> [REQUIRED WORK]
(a) Copy the part of the article on Shellie Zimmerman and domestic violence recantation that runs from "Pool photo by" up to and including "and resists testifying.", word for word.
(b) According to the article on Shellie Zimmerman and domestic violence recantation, how high can the rate of victim recantation reach in places like Queens, N.Y.?

(EXCERPTED PASSAGE)

The XX Factor

Shellie Zimmerman Won’t Press Charges Against Her Husband. Alleged Domestic Violence Victims Often Don’t.

Shellie Zimmerman stood by her husband during his trial.

Pool photo by Joe Burbank/Getty Images

The Internet lit up Monday as word spread that George Zimmerman was in trouble with the law again. Zimmerman’s wife, Shellie Zimmerman, who has filed for divorce, called 911 after an altercation with Zimmerman at her parents’ house. Despite Shellie Zimmerman’s claim to the 911 operator that she feared for her safety from an angry George Zimmerman, who, she said, had punched her father and was threatening the family, she is not going to press charges. If you find that surprising, you shouldn’t. The sad fact of the matter is that in most domestic violence cases, the alleged victim refuses to press charges and resists testifying.

Statistics on victim recantation vary from district to district, but experts agree that it’s an extremely common problem, reaching as high as 90 percent of cases in places like Queens, N.Y. It’s long been assumed that the major reason victims recant is out of fear, especially the fear of the abuser retaliating. But a 2011 study out of Ohio State University suggests another reason: sympathy for the abuser. Researchers found by listening to recorded phone calls between men arrested for domestic violence and their victims that the abusers generally started off by getting the victim to question her own version of the story, insisting she remembered the whole thing incorrectly or that she’s making mountains out of molehills. Once softened, he then starts to lean on her sympathy and concern for him. Often, by the end, the abuser has convinced the victim that they are a single unit, a couple standing against a vicious system that’s trying to take him away from her.

(End EXCERPTED PASSAGE)
(PROVIDED MATERIAL)

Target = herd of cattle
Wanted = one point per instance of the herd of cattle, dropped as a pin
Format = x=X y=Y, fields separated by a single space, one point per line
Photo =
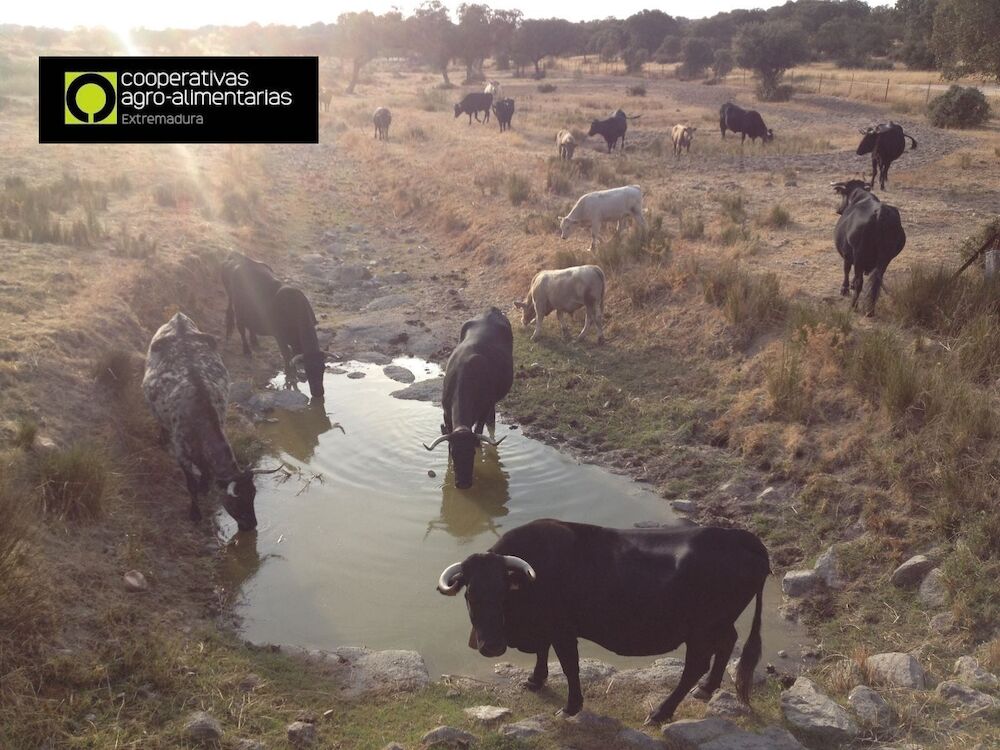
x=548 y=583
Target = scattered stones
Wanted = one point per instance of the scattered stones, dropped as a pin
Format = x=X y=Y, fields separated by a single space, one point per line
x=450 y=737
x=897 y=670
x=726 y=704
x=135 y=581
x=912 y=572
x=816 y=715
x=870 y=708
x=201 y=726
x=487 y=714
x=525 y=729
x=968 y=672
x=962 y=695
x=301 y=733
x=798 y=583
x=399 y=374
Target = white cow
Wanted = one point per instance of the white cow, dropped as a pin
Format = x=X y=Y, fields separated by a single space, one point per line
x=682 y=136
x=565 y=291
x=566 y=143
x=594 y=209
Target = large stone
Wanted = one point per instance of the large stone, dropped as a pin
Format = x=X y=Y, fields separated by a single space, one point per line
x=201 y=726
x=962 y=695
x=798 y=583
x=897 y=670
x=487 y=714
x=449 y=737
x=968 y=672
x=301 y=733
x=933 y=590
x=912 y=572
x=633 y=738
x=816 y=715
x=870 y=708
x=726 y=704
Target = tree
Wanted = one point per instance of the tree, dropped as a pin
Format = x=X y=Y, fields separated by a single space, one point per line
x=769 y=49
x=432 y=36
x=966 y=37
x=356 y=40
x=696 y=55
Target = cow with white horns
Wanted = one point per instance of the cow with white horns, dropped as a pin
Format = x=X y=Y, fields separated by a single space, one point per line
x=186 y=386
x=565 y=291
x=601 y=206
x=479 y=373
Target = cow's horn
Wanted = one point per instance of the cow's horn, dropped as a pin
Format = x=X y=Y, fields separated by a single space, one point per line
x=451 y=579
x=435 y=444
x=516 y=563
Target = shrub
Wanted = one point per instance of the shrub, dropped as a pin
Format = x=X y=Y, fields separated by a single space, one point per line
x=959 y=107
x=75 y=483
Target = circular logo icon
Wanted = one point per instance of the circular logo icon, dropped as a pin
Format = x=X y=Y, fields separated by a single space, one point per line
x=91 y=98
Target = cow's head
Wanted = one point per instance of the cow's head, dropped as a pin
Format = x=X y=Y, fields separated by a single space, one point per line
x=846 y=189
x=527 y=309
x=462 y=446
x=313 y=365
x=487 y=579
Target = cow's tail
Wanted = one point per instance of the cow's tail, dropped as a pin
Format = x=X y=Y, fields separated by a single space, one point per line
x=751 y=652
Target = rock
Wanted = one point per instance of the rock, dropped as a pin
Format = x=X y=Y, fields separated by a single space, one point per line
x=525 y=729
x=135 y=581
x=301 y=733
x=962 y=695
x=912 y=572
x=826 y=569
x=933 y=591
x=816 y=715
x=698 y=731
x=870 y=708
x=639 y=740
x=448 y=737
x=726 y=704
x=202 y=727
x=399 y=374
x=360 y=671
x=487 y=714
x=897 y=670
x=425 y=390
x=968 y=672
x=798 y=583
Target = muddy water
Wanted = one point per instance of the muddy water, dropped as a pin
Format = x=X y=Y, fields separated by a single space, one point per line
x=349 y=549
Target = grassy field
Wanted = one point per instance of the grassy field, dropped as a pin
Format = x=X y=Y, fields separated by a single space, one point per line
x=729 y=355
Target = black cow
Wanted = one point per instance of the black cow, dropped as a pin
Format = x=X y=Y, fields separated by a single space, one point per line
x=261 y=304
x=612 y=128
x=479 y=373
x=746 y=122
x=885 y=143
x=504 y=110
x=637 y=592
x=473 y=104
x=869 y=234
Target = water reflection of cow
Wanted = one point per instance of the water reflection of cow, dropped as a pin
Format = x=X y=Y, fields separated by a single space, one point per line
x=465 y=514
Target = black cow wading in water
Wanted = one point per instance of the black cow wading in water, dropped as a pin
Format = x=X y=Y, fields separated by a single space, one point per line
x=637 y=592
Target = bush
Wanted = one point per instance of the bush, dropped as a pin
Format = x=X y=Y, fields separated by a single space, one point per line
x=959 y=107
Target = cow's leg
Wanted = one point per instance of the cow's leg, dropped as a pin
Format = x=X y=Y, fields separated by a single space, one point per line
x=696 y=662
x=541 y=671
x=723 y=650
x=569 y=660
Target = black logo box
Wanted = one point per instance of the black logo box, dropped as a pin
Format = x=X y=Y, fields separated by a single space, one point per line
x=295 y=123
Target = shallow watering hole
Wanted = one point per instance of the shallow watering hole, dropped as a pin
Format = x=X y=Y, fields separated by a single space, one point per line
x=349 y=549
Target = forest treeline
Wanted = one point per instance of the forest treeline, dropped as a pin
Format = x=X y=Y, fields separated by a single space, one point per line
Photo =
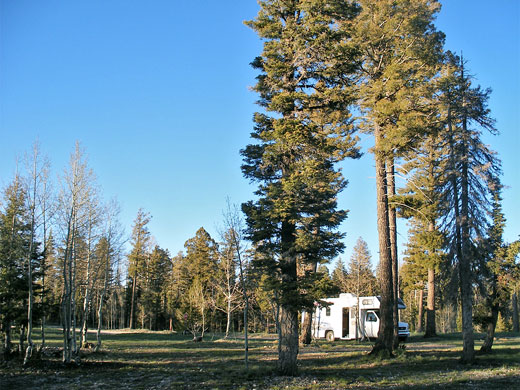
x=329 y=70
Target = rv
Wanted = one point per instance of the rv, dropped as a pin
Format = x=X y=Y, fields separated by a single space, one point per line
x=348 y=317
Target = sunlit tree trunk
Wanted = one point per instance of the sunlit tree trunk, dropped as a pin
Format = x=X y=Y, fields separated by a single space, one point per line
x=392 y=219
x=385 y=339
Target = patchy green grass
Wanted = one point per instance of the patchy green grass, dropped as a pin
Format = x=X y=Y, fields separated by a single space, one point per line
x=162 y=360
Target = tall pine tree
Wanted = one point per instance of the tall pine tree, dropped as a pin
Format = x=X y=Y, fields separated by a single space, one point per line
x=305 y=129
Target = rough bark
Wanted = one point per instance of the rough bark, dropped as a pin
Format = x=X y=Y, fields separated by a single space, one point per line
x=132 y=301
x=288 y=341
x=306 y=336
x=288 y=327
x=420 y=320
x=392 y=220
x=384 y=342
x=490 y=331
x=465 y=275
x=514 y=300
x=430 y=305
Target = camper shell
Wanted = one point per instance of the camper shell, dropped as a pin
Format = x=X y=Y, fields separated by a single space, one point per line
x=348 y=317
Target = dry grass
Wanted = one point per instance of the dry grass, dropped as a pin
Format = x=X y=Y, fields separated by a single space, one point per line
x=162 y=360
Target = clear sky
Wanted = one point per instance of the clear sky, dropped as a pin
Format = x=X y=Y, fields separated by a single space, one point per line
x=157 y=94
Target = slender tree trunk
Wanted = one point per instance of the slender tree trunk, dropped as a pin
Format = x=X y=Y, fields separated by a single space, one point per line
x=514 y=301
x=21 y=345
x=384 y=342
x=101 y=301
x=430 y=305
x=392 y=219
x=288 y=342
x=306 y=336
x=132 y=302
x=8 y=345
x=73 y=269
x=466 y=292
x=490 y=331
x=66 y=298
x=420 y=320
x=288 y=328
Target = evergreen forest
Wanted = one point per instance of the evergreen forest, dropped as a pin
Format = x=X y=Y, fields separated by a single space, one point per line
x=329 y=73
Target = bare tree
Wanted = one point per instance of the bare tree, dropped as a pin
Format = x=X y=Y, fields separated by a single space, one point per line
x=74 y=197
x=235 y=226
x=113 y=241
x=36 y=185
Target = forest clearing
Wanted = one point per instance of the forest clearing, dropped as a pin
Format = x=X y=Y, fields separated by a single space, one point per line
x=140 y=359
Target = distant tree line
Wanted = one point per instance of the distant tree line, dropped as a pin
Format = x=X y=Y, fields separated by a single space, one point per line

(End PROVIDED MATERIAL)

> [ANSWERS TO THE EXERCISE]
(a)
Pool photo by Joe Burbank/Getty Images

The Internet lit up Monday as word spread that George Zimmerman was in trouble with the law again. Zimmerman’s wife, Shellie Zimmerman, who has filed for divorce, called 911 after an altercation with Zimmerman at her parents’ house. Despite Shellie Zimmerman’s claim to the 911 operator that she feared for her safety from an angry George Zimmerman, who, she said, had punched her father and was threatening the family, she is not going to press charges. If you find that surprising, you shouldn’t. The sad fact of the matter is that in most domestic violence cases, the alleged victim refuses to press charges and resists testifying.

(b) As high as 90 percent of cases.